[Start TEXT TO READ]

The term PKI (or public key infrastructure) strikes fear into the hearts of many network administrators. But, in reality, network administrators should draw comfort from the thought of PKI, knowing that it provides a secure means of communication on their network.
Essentially, PKI provides credentials (in the form of certificates) which can be used by applications to sign and/or encrypt data and communications. In public key cryptography, a pair of associated keys—one public and one private—are used for encrypting and signing data. Simply put, the data is encrypted with one of these keys and decrypted with the other. If, for example, I want to send a signed e-mail, my mail program creates a one-way hash of my message, which I encrypt using my private key. The recipient then uses my public key to verify the signature, ensuring that the e-mail was actually sent by me. I can send my public key to any individuals who need it, while I keep my private key well guarded.
Certificate Services is the essential component of a Windows®-based PKI. If you deploy an application that is PKI aware and you want to make use of the security capabilities offered by PKI, you will need Certificate Services. This is used to manage the lifecycle of certificates for the applications and accounts that require them. It covers the request, issuance, enrollment, publication, maintenance, revocation, and expiration of certificates. Certificate Services also provides information assurance, meaning that measures are taken to safeguard aspects of information and information systems. This is done by ensuring authentication, confidentiality, integrity, and nonrepudiation.
After you decide what types of PKI-enabled applications you are going to deploy, you have to decide which accounts will make use of these applications—thus, determining which accounts (or security principals) will be issued certificates. A security principal is the subject of the issued certificate. It can consist of computers, services, and users. A computer or user receives a certificate to establish its unique identity with PKI-aware applications. Services, meanwhile, use certificates to identify themselves on the network and authenticate themselves to other services, computers, or users. (For more information about when you might use PKI, see the sidebar "Common PKI Uses.")
Common PKI Uses
There are a variety of applications and technologies that are PKI compatible. Here are some common uses of PKI and certificates.
- 802.1X Controls access to wired and wireless networks, ensuring that only authorized users and computers are granted access.
- Encrypting File System (EFS) Allows users to encrypt data and share encrypted files, as well as provides for the establishment of Recovery Agents.
- Secure Internet Used for authentication between a client and server, while encrypting the communication between the client and server.
- IPSec Enables the creation of an authenticated communications channel between two systems, as well as the encryption of traffic once the session is established.
- Secure E-Mail Verifies the sender and ensures the message has not been tampered with in transit.
- Smart Card Logon Provides two-factor authentication to provide an additional layer of security in which the user must have the smart card and know the PIN associated with it.
- Software Code Signing Provides signing and authorization of code (both drivers and applications).
- Software Restriction Policy Provides a mechanism that can be used to prevent programs that are not authorized from being executed.
The Underlying Certificate
A digital certificate is an electronic credential that is based on a standard schema (such as X.509 or XRML). It consists of a variety of properties, such as who the certificate is granted to (Subject), the expiration date (Valid to), and what certificate authority it was granted by (Issuer).

[End TEXT TO READ]

» **GIVEN PROBLEM A**:
According to the passage on public key infrastructure, which standard schemas can a digital certificate be based on?
» **GIVEN PROBLEM B**:
Using the passage on public key infrastructure, explain why the recipient of a signed e-mail uses the sender's public key, in one to three sentences.
» **GIVEN PROBLEM C**:
Repeat the part of the passage on public key infrastructure that opens with the words containing "- Secure Internet" and closes with "associated with it.".

[Start DATA LISTING]

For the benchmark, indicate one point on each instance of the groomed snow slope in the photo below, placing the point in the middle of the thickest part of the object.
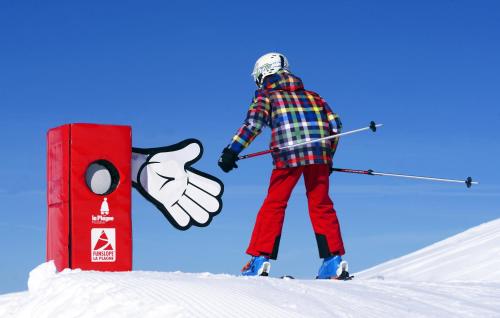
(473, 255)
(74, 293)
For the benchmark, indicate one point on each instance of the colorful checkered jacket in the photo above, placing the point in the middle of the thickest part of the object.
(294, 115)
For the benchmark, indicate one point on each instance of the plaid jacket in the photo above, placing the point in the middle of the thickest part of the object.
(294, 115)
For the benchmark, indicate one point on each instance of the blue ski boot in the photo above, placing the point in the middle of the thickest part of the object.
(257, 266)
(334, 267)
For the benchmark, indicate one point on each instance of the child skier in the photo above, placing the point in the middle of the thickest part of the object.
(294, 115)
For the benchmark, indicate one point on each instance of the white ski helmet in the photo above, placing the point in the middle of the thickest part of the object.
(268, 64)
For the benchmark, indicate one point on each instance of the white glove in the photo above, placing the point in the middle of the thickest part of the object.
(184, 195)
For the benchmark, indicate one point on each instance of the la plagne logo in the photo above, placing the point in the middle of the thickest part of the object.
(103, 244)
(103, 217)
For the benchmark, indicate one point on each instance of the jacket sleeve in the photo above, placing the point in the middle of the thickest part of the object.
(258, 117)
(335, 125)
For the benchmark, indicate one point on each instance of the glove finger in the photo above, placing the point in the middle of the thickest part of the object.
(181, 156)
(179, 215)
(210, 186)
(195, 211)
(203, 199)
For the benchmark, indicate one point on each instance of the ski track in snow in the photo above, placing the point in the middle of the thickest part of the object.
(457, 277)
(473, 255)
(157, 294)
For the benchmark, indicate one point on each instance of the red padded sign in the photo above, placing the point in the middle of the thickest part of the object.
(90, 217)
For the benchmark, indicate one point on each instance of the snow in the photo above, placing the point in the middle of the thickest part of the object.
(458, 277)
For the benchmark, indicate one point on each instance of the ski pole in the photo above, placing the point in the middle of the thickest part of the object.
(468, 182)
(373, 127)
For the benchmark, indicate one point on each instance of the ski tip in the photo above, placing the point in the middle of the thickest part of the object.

[End DATA LISTING]

» **TASK RESULT A**:
X.509 or XRML.

» **TASK RESULT B**:
The sender's mail program creates a one-way hash of the message, and the sender encrypts it with the private key. Because data encrypted with one key of the pair is decrypted with the other, the recipient uses the sender's public key to verify the signature and confirm that the e-mail was actually sent by that sender.

» **TASK RESULT C**:
- Secure Internet Used for authentication between a client and server, while encrypting the communication between the client and server.
- IPSec Enables the creation of an authenticated communications channel between two systems, as well as the encryption of traffic once the session is established.
- Secure E-Mail Verifies the sender and ensures the message has not been tampered with in transit.
- Smart Card Logon Provides two-factor authentication to provide an additional layer of security in which the user must have the smart card and know the PIN associated with it.